AUFGABENBESCHREIBUNG: Wer sieht laut dem Textblock starke Anzeichen dafür, dass die Gewalt in Darfur bereits ein Völkermord ist?

Es ist weit mehr als ein drohendes Szenario. Die UN-Beauftragte zur Verhinderung von Genozid, Alice Nderitu, sieht in der sudanesischen Region Darfur starke Anzeichen, dass die derzeit herrschende Gewalt bereits ein Völkermord ist. „Zivilisten werden angegriffen und getötet wegen ihrer Hautfarbe, wegen ihrer Ethnie, weil sie sind, wer sie sind“, sagte sie kürzlich vor dem Weltsicherheitsrat. Wie zahlreiche Menschenrechtsorganisationen schlägt Nderitu seit Monaten Alarm wegen grausamer Verbrechen, begangen vor allem von arabischen Milizen an der schwarzen, nicht-arabischen Bevölkerung.

EXTRAHIERTE EINTRÄGE:
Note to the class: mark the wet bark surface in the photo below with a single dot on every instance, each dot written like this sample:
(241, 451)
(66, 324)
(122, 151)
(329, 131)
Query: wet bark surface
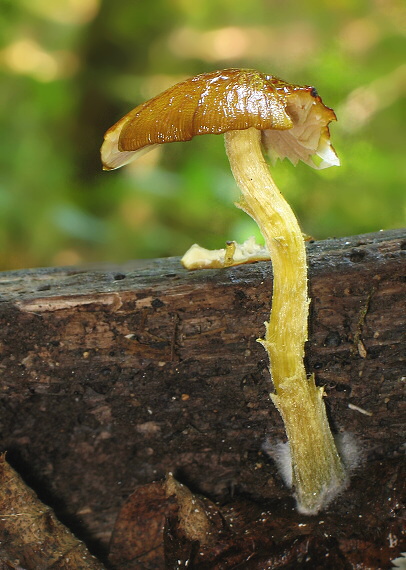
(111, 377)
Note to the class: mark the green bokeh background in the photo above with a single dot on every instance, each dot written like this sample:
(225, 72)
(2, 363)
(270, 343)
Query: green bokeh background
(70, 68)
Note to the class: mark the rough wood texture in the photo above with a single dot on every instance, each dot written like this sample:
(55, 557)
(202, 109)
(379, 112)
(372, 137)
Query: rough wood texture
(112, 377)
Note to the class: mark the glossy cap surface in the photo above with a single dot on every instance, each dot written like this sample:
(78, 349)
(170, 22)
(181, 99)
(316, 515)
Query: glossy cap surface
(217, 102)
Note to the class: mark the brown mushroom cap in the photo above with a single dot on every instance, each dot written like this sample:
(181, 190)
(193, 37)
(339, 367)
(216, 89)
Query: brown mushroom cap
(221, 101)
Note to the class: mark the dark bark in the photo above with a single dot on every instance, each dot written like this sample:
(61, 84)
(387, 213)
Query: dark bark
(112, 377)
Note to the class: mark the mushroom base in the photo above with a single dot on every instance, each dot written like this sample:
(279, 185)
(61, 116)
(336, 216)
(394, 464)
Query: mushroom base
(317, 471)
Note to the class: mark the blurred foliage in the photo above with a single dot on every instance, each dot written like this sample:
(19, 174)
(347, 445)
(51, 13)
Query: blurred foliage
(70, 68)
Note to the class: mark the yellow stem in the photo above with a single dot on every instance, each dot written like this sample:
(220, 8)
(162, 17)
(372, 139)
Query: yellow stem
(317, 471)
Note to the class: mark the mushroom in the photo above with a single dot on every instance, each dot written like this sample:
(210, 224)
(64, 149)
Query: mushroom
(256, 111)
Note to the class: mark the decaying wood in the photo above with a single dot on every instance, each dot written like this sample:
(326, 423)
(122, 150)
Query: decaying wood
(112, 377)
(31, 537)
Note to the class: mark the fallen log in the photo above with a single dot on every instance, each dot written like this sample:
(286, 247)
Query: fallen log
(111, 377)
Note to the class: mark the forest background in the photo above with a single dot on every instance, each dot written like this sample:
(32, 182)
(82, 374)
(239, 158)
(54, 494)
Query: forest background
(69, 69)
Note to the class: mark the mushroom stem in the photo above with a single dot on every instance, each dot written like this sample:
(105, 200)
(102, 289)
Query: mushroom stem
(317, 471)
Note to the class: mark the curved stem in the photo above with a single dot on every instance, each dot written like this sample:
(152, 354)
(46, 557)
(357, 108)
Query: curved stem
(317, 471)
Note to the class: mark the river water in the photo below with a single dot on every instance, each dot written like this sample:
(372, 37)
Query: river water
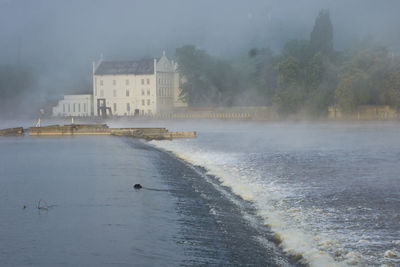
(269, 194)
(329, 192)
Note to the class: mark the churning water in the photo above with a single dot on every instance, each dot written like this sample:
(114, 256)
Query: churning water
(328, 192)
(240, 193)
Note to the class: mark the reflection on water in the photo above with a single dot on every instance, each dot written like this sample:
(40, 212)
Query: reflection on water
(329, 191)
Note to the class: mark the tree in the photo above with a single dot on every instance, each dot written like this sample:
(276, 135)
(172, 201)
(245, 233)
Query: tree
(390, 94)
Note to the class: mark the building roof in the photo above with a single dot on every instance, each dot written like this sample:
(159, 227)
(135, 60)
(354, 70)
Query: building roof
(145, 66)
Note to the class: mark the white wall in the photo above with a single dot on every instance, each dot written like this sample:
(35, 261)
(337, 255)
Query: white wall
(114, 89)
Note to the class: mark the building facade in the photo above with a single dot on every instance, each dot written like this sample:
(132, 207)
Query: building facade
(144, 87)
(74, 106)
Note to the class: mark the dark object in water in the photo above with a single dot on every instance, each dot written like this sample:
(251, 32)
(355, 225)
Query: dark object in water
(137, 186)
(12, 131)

ERGEBNIS: Die UN-Beauftragte zur Verhinderung von Genozid, Alice Nderitu.